TASK PROMPT -> Identify the line that contains "point: green grass" in the material. Output it and every line after it, unchanged, through the end.

Dataset excerpt:
::::::

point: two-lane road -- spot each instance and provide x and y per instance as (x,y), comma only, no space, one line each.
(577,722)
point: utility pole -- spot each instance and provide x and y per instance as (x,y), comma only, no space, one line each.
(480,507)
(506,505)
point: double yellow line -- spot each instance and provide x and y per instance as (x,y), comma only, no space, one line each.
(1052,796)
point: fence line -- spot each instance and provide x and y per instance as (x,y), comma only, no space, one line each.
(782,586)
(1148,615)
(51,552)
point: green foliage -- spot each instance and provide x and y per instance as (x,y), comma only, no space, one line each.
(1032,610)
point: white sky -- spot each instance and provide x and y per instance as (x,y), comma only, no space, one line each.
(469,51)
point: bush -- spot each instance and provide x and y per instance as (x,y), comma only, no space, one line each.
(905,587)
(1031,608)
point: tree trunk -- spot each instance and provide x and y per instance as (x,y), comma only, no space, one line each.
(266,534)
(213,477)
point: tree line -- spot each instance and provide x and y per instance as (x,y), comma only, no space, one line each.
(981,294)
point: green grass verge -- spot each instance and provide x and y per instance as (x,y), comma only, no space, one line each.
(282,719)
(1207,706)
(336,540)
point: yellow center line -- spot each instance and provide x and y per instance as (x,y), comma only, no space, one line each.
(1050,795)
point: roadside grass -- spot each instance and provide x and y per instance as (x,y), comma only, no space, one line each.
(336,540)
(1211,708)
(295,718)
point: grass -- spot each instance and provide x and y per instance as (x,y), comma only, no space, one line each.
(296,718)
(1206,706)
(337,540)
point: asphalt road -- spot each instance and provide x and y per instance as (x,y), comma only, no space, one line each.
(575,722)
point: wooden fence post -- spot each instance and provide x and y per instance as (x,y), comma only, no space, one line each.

::::::

SOLUTION BELOW ->
point: green grass verge -- spot each instance and provide x and y per instance as (x,y), comma only, no space, one line each.
(282,719)
(1207,706)
(336,540)
point: yellow center line -- spot each instance and provide x and y per instance as (x,y), comma only, no space, one line each.
(1050,795)
point: roadside grass -- spot each instance and provide x and y per instance as (x,y), comma only, no space, one line each.
(336,540)
(1211,708)
(295,718)
point: grass -- spot each instance and provide x and y per instance as (x,y), comma only, no space, one line each.
(296,718)
(1206,706)
(337,540)
point: asphalt road -- spot each instance and provide x and y per instance as (x,y), comma only, no space, one line each.
(575,722)
point: wooden fence post -- spot each instance and provide x and y per instance as (x,y), comma only, no space, one line each.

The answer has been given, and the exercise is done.